▸ **BRIEF**
When you return the data, keep every line exactly as it is and leave out the pictures.

▸ **DATA**
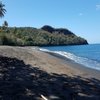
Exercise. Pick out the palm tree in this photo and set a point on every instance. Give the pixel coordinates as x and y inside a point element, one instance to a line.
<point>2,9</point>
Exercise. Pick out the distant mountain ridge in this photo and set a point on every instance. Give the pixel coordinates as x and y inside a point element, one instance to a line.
<point>45,36</point>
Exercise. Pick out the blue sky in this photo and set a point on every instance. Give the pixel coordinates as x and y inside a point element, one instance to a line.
<point>80,16</point>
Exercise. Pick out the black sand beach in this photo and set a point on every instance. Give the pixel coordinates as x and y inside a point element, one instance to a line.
<point>30,74</point>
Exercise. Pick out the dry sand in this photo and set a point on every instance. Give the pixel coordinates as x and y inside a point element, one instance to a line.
<point>29,74</point>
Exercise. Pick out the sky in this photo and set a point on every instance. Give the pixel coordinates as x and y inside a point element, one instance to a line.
<point>82,17</point>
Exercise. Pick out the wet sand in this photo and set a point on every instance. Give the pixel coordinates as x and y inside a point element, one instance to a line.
<point>29,74</point>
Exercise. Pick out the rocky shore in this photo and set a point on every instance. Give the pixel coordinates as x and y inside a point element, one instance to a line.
<point>29,74</point>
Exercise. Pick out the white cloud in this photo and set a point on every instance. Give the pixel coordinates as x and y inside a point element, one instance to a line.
<point>80,14</point>
<point>98,7</point>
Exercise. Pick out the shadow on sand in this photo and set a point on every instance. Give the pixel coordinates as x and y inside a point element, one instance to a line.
<point>19,81</point>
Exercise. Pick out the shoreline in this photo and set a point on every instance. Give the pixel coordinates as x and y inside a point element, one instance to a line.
<point>27,73</point>
<point>92,73</point>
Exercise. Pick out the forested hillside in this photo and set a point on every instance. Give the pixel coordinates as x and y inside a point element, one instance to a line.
<point>45,36</point>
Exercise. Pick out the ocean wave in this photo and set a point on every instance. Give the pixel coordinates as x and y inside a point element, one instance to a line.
<point>81,60</point>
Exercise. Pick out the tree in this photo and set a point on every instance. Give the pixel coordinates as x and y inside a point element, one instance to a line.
<point>2,9</point>
<point>5,24</point>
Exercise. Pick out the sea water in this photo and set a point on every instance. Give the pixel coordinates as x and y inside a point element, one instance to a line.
<point>88,55</point>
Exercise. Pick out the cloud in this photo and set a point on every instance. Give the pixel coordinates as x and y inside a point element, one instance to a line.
<point>98,7</point>
<point>80,14</point>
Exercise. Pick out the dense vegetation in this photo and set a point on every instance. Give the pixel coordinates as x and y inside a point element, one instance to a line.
<point>28,36</point>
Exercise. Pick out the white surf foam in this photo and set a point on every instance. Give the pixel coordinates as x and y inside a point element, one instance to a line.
<point>81,60</point>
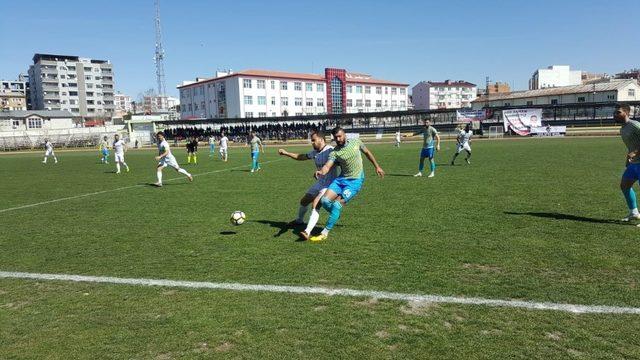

▸ **SOLUTION TO THE EXERCISE**
Exercise. Pick out the palm tree in this photo and set a point on every instance. Give the pixel coordinates as x and y inside a point element, one instance to a line.
<point>2,9</point>
Exercise. Pick out the distant mountain ridge in this photo and set a point on every instance. Give the pixel coordinates as x and y inside a point element, one instance to a line.
<point>45,36</point>
Exercise. Pick out the blue sky in this photo and set a point on every instance. Give the pixel coordinates as x and y inside a point element, one instance to a line.
<point>80,16</point>
Exercise. Pick out the black sand beach in this photo and set a point on every instance. Give the pixel coordinates as x and y inside a point element, one instance to a line.
<point>30,74</point>
Exercise. Pick out the dry sand in this photo and set a point on every instance. Give the pixel coordinates as x and y inside a point element, one instance to a line.
<point>29,74</point>
Exercise. Pick out the sky in this photo and set a point on every instance. Give the pixel coordinates as x and y inside a point element, one instance to a line.
<point>82,17</point>
Exercise. Pick out the wet sand in this photo and set a point on every instance. Give the pixel coordinates as x and y inside a point element, one instance to a line.
<point>29,74</point>
Exercise. Pick out the rocky shore in this photo and set a point on every instance. Give the pixel coordinates as x and y inside a point element, one instance to a line.
<point>29,74</point>
Exercise. Pick out the white cloud in this photo and set a point on every instance. Give the pixel coordinates as x and y inside a point element, one instance to a line.
<point>80,14</point>
<point>98,7</point>
Exercise. Pick out the shadow on sand in this photo and set a point on every instance. Give the pixel coordinates as x and y inside a point element, one instance to a line.
<point>19,81</point>
Exercise. Pick out the shoreline in this photo and set a point on every instance. Give the pixel coordinates as x and y inside a point element, one instance to a line.
<point>27,73</point>
<point>92,73</point>
Exercise. Pick out the forested hillside in this photo and set a point on every instance. Give the pixel coordinates as x and y inside a point element, one instance to a line.
<point>45,36</point>
Exercise. Pick out the ocean wave in this photo and set a point on every instance. Give the pixel coordinates as x and y inside a point element, one instance to a line.
<point>81,60</point>
Exercise. Pick out the tree in this photo and set a point on every instance. Give the pixel coordinates as x and y inside a point element, one instance to a line.
<point>2,9</point>
<point>5,24</point>
Exercise. Pick out the sea water in this photo and set a point on every instance. Give the pixel coordinates as x and y inside a point element, one instance to a line.
<point>88,55</point>
Exercise. Pick out the cloud in this photo and set a point on every instance. Give the pixel coordinates as x and y inside a point element, one instance to a line.
<point>98,7</point>
<point>80,14</point>
Exercise. Pick out the dense vegetation in this photo and set a point on every instance. Give the pixel coordinates as x and y inside a point element, one instance to a line.
<point>28,36</point>
Exercise. Pick out the white surf foam in this photo and set a point on every instance. Give the pixel coordinates as x and y inside a point element, one instance to a line.
<point>81,60</point>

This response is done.